==== PASSAGE TO READ ====
Tags: John Hinckley Jr. | release | Mental Hospital | judge | Ronald Reagan

Judge Weighs Releasing John Hinckley Jr. From Mental Hospital

By    |   Wednesday, 13 May 2015 03:29 PM

A federal judge is faced with the decision of whether to let President Ronald Reagan's would-be assassin, John Hinckley Jr., leave the psychiatric hospital where he lives for good.

"I knew this day would come, but it doesn't make the decision any easier," said U.S. District Judge Paul Friedman at the end a hearing on Tuesday, BBC News is reporting.

"That's why I get paid the big bucks," Judge Friedman added, in jest.

In 1981, Hinckley shot Reagan as well as three others — police officer Thomas Delahanty, Secret Service agent Timothy McCarthy, and White House Press Secretary James Brady.

While no one was killed, Brady became paralyzed as a result. When Brady died in 2014 at the age of 73, his death was declared a homicide by authorities.
==== EXTRACTED RECORDS ====
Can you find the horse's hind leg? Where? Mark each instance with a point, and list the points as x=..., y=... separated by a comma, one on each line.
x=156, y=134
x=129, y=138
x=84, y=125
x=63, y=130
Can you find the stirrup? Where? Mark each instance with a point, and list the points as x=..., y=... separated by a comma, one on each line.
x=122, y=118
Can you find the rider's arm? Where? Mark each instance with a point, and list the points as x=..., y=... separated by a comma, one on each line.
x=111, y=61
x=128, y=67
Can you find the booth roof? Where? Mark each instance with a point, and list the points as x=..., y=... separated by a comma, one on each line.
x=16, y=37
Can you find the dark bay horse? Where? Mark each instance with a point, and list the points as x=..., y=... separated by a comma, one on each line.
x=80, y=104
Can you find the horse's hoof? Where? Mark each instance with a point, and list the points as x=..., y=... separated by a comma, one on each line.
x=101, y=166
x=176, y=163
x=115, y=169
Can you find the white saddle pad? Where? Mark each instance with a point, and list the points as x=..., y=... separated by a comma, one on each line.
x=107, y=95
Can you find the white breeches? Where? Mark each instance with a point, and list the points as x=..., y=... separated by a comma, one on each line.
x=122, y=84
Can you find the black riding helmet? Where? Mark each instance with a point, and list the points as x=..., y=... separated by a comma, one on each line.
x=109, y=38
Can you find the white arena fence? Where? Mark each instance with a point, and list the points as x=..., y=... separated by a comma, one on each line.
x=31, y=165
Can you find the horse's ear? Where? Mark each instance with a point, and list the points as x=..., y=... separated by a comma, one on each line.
====
**TASKS FOR THIS EXERCISE**
**a)** Reproduce the passage of the article on John Hinckley Jr. from "By    |   Wednesday, 13" to "Secretary James Brady.".
**b)** Rewrite the paragraph of the article on John Hinckley Jr. that begins "In 1981, Hinckley shot Reagan" as a bulleted list.
Answer using only the article on John Hinckley Jr., without drawing on any other source.

**RESPONSES IN ORDER**
**a)**
By    |   Wednesday, 13 May 2015 03:29 PM

A federal judge is faced with the decision of whether to let President Ronald Reagan's would-be assassin, John Hinckley Jr., leave the psychiatric hospital where he lives for good.

"I knew this day would come, but it doesn't make the decision any easier," said U.S. District Judge Paul Friedman at the end a hearing on Tuesday, BBC News is reporting.

"That's why I get paid the big bucks," Judge Friedman added, in jest.

In 1981, Hinckley shot Reagan as well as three others — police officer Thomas Delahanty, Secret Service agent Timothy McCarthy, and White House Press Secretary James Brady.

**b)**
- Year: 1981
- Shot by Hinckley: President Ronald Reagan
- Also shot: police officer Thomas Delahanty
- Also shot: Secret Service agent Timothy McCarthy
- Also shot: White House Press Secretary James Brady